Use a Separate Container When Cleaning
This is one time where a separate container for your snake is handy. A Tupperware box with tight fitting lid, a thick rumpled terry cloth towel in the bottom, and a warm location (or you can but the box right next to the aquarium/vivarium, remove the undertank pad from the underneath the primary habitat and slip it under the secondary holding container) are all that is needed. If using supplemental heat beneath a Tupperware or other plastic box, be sure to slip a hand towel over the heating element so it does not come into direct with the plastic. Also, preheat the box for at least 10 minutes before placing the snake inside.
Avoid these common diseases with Excellent Sanitation and Proper Feeding Schedules
Proper feeding and sanitation can help to prevent most common illnesses in Kenyans. For example, blister disease is associated with damp, filthy environments and effects the bottom most scales, the scutes, that are in constant contact with the filth. The scutes develop a reddish appearance and if untreated they become swollen and infected by bacteria and fungi. The habitat must receive a comprehensive cleaning immediately and the snake must see a vet, who will probably administer an injectable antibiotic, followed by a course of topical treatments administered twice daily (by the owner).
Other conditions such as mouth rot, respiratory infections, and fungal infections are often a function of poor care or a dirty environment. Mouth rot is a very common outcome of a filthy habitat. It is often first noted as a pus lined mouth, or bubbling nostrils. When this is discovered the animal should see the vet ASAP. Antibiotics and mouth rinsing twice a day may be required (not fun for anyone).
A disease that is particularly prevalent and virulent for Kenyans is inclusion body disease (IBD), a virus transmitted through contact with bodily fluids. This disease can be spread by external woundings inflicted on a clean individual by an infected animal, such as a potential mate carrying the disease, or by snake mites. There is no known cure, and the results can be a terribly disfiguring ‘corkscrewing’ of the animal’s body or the course of months to years, often ending in premature death. Therefore, prevention is the key. Because it is possible to house more than one sand boa in the same habitat, be sure that any new snakes that you acquire are free this disease.

→ **REQUIRED ACTIONS**
a - In the snake care text, switch "snake mites" to "parasitic mites" and write out the part that opens with the words containing "A disease that" and closes with "free this disease.".
b - Summarize the snake care text in two sentences.
c - Answer these questions from the snake care text:
(i) For how long should the holding box be preheated before the snake goes in?
(ii) Which scales does blister disease affect?
(iii) How is inclusion body disease transmitted?
Rely only on the snake care text for your answers.

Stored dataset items
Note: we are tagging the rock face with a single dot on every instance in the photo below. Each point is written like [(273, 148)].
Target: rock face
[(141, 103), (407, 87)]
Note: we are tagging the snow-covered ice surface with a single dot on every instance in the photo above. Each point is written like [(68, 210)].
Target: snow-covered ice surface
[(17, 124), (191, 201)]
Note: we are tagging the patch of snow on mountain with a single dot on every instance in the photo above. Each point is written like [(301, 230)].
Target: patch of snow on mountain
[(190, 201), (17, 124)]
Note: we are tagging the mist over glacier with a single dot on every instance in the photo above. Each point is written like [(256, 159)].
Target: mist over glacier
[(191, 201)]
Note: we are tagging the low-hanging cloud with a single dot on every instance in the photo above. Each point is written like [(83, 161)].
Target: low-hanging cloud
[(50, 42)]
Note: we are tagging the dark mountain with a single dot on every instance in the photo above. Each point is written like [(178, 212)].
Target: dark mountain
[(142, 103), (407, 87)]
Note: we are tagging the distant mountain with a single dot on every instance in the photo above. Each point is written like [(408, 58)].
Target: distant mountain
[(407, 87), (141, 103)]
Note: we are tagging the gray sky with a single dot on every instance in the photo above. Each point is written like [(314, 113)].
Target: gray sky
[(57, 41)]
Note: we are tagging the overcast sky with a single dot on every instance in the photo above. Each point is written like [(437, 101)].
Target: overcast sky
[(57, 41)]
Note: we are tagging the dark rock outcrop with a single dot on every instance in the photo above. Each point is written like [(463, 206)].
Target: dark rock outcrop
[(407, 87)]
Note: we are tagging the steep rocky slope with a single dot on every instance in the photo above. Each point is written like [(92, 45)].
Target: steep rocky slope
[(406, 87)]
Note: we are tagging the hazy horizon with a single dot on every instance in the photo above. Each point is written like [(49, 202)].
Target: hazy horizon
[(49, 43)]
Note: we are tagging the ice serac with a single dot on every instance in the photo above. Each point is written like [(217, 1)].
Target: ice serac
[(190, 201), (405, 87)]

→ **ANSWERS GIVEN**
a -
A disease that is particularly prevalent and virulent for Kenyans is inclusion body disease (IBD), a virus transmitted through contact with bodily fluids. This disease can be spread by external woundings inflicted on a clean individual by an infected animal, such as a potential mate carrying the disease, or by parasitic mites. There is no known cure, and the results can be a terribly disfiguring ‘corkscrewing’ of the animal’s body or the course of months to years, often ending in premature death. Therefore, prevention is the key. Because it is possible to house more than one sand boa in the same habitat, be sure that any new snakes that you acquire are free this disease.

b - While the habitat is cleaned, the snake can be held in a tight-lidded plastic box lined with a towel and kept warm, with a towel between any heating element and the plastic and the box preheated for at least 10 minutes. Proper feeding and sanitation help prevent common illnesses such as blister disease and mouth rot, but inclusion body disease has no known cure, so any new snakes acquired must be free of it.

c -
(i) At least 10 minutes.
(ii) The bottommost scales, the scutes.
(iii) Through contact with bodily fluids.